TASK REQUIREMENTS: Reproduce the records below in full and without edits, omitting images.

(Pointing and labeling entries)
━━━━━━━━━━━━━━━━━━━━

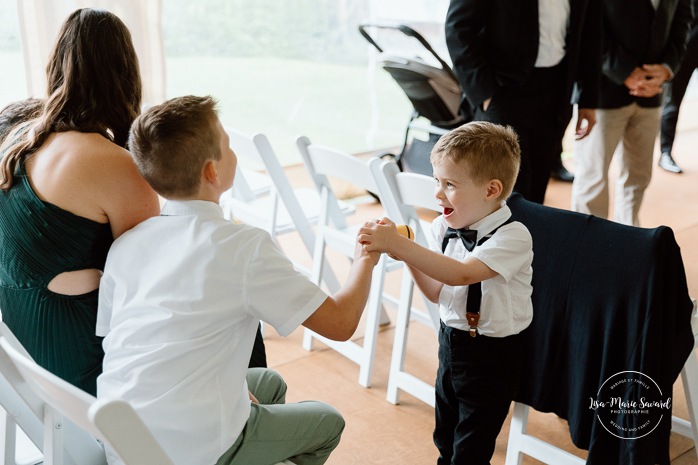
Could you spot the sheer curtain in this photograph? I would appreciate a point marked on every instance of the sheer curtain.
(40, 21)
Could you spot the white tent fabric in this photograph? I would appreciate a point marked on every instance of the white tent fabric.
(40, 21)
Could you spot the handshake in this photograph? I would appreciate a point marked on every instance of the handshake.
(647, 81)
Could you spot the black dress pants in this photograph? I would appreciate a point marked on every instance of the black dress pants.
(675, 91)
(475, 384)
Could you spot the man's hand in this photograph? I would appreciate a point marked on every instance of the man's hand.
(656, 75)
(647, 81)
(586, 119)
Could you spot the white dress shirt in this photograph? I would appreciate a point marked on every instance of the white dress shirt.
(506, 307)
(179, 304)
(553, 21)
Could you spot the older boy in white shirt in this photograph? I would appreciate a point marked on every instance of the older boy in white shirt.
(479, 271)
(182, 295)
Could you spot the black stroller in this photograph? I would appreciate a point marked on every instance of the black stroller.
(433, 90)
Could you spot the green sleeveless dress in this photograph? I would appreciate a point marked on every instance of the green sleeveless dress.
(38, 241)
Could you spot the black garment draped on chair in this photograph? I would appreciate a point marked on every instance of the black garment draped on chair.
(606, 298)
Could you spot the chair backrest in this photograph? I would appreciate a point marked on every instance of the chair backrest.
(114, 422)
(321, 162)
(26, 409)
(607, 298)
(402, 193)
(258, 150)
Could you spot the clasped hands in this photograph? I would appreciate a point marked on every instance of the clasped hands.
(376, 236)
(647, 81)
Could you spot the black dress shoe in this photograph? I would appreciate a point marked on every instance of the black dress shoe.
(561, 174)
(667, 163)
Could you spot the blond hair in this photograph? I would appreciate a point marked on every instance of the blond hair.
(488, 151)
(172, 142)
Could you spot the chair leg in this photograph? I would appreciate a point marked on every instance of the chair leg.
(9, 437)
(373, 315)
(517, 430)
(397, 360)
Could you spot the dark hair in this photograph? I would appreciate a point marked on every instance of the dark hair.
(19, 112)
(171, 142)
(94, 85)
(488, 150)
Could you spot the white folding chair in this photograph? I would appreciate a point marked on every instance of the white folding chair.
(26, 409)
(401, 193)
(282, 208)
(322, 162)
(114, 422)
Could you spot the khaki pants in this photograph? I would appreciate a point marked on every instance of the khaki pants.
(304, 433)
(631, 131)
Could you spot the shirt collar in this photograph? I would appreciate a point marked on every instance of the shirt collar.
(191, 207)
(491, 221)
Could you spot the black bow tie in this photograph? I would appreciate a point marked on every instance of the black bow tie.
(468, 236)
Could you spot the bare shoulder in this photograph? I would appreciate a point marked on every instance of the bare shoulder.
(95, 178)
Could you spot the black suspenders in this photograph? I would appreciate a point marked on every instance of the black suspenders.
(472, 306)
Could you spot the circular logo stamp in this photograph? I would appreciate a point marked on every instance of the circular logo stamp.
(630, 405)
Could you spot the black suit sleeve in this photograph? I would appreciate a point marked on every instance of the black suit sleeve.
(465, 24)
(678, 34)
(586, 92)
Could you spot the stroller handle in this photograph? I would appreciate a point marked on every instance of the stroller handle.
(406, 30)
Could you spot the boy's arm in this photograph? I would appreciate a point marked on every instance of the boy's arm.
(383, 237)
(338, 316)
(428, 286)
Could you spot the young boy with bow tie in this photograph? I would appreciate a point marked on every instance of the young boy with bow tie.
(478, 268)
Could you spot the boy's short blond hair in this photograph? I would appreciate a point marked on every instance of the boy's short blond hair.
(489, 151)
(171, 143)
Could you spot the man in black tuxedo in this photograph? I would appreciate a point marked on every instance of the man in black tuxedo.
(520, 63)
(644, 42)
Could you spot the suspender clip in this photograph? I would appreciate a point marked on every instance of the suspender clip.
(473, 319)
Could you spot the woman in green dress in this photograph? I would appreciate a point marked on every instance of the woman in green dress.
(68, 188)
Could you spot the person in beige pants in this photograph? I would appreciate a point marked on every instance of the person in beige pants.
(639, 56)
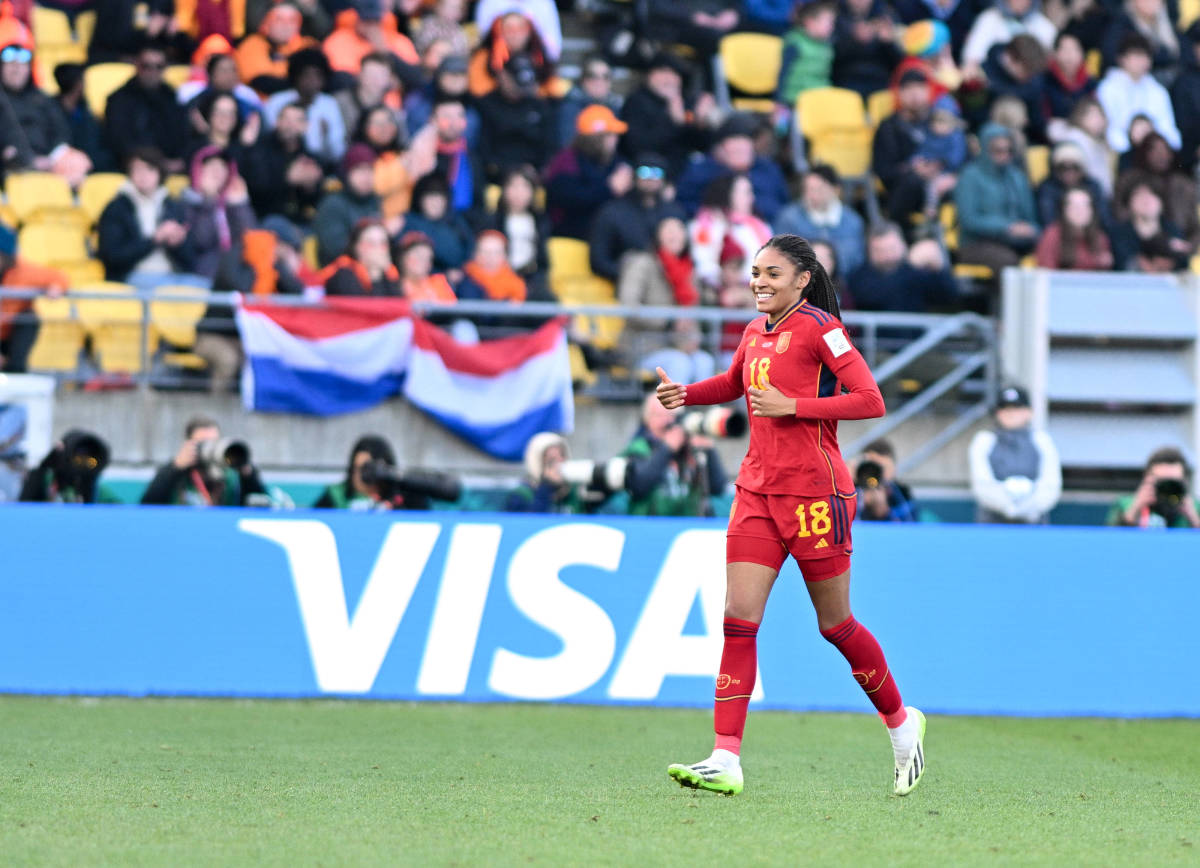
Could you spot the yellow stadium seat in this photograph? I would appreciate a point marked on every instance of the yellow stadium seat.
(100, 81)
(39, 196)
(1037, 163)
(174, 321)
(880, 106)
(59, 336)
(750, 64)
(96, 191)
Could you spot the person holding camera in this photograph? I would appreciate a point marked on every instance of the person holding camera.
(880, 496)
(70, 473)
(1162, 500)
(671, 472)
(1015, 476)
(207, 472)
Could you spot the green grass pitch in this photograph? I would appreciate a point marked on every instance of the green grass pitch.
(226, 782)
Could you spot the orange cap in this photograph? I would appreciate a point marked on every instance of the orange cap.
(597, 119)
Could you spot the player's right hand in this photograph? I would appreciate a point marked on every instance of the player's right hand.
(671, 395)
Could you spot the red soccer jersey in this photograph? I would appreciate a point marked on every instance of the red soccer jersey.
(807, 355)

━━━━━━━━━━━━━━━━━━━━

EXERCISE RESULT:
Could you spot the sheer curtain in this photograph? I would appreciate a point marked on every instance of the sheer curtain.
(40, 21)
Could you spot the white tent fabric in this photograph? I would appreciate a point marked on every instance of the white tent fabric.
(40, 21)
Could you spot the handshake in this photograph? I would appreciate a point marked on every instance of the handshake.
(647, 81)
Could you spot the black dress pants in this photograph? I would appreciate a point marked on every instance of the black dress pants.
(675, 91)
(475, 384)
Could you spot the man's hand in this photograph? I would appreciate a point marked on every instance of the man's hand.
(656, 75)
(647, 81)
(586, 119)
Could you spot the white dress shirt in this photograph? I would appreciate a point marked on every instance of the white dress shirt.
(506, 307)
(179, 304)
(553, 21)
Could you spot the older boy in white shirt in this photograph? I would appreciate a point marked on every instance of the older boy in white shirt.
(479, 271)
(182, 295)
Could you spot the black stroller in this photograph? I would appreciate a point marked on every instance of the black stroller.
(433, 90)
Could you spot the green sleeveless dress in this photograph? I would appreciate a point marked on every instance of the green sleeveless dress.
(38, 241)
Could you spot the black garment draped on chair in this photograph? I would appreciate a point marked on every instance of the black garment draped on chair.
(606, 298)
Could you spot the chair backrest in this photograph? I would appreciate a point marked on every instance of the chair backrest.
(114, 422)
(321, 162)
(26, 409)
(607, 298)
(402, 193)
(258, 150)
Could you spot the clasped hands in this photograph? I would appreciate a point marked on every instance of the clasped hands.
(376, 236)
(647, 81)
Could you spot the black dress shoe in this photograph? I would appreciate a point marked on every instance of the black dress shoe.
(561, 174)
(667, 163)
Could you spot the blond hair in this photograph? I would appreciate a point marked on every instance of the blond hair.
(488, 151)
(172, 142)
Could you spot the chair leg in this photograph? I would appreciate a point marked on every instance of the chair leg.
(9, 437)
(373, 315)
(517, 430)
(397, 360)
Could you spot the dark hair in this photograph? I would appreciate a point marked on every instance of the dark hair.
(19, 112)
(171, 142)
(94, 85)
(488, 150)
Could you spot the white folding chair in this photograph? I would appreciate a point marked on every instance of the white folding chair.
(26, 409)
(401, 193)
(282, 208)
(322, 162)
(114, 422)
Could you spot the khaki pants in this photograph? I would appreciate a point marked on every instance of the khaki pants.
(304, 433)
(631, 131)
Could you spot the shirt collar in this photograph? I would appreciate a point marked on every instance of the shirt collar.
(191, 207)
(491, 221)
Could you spot the black bow tie in this photograph? I would appreciate a point marked on every instance of the black bow tie.
(468, 236)
Could you spot the bare shoulder in this photograph? I would appreciate a point marked on every instance of the bare shoulder.
(95, 178)
Could you spot the black suspenders in this photograph? I would appreciate a point marked on every instance of the black suspenders.
(472, 306)
Could you spot the circular logo stamp in this photograph? I would appreciate a point marked on every instance of the circular logo stamp.
(630, 405)
Could you spot the black suit sleeve in this photograph? I would appreciate a point marked on every instance of the black suit sleeve.
(465, 24)
(678, 34)
(586, 92)
Could you spot the stroller handle in this photograph? I would appreciate a point marked on every instance of the stroller handle.
(406, 30)
Could you spot the boy's arm in this photograph? I would appreciate a point marked on every instance of the boy's arm.
(383, 237)
(338, 316)
(428, 286)
Could you spot the young boy with bow tie in this photograph? I would appreciate a point marked on every instance of the young boy with bow tie.
(478, 268)
Could you spot the boy's short blond hair in this photograph? I would appreciate a point marked on every instance of the boy's short blond hair.
(489, 151)
(171, 143)
Could you spot the man in black tuxedo in this photograph? I would appreciate a point marked on every instance of the man in black tuxedo.
(520, 63)
(644, 42)
Could you spot the suspender clip in this photograph? I would appreciate a point marked on every instance of the suspender clip.
(473, 319)
Could you spot the woman in green dress in this photograph? I would appreciate a point marked on every instance of the woman in green dress.
(68, 188)
Could you spot the person in beige pants in this photograph? I would appreciate a point marked on every instance of the person in beige pants.
(639, 56)
Could you spot the yellow stadium seat in this photograph? I would appreciate a point marked on every instance of the yellow stadium seat.
(100, 81)
(39, 196)
(1037, 163)
(174, 321)
(880, 106)
(59, 336)
(750, 64)
(96, 191)
Could you spot the person holding camera in this photograph? I would appreciate a point marked on every instance of the person holding camera.
(880, 496)
(70, 473)
(1162, 500)
(671, 472)
(1015, 476)
(207, 472)
Could you spot the green grass pitch in this photograph? I would appreciate a point marked on every instance of the green grass pitch.
(226, 782)
Could you spot the orange cap in this photograph? I would appreciate a point marked on every instance of the orange cap.
(597, 119)
Could you spot the player's right hand in this photograph? I would appreciate a point marked on every instance of the player's right hand.
(671, 395)
Could you spot the red soccer jersey in this photograph? I would appreciate a point marked on every instance of the red soccer jersey.
(807, 355)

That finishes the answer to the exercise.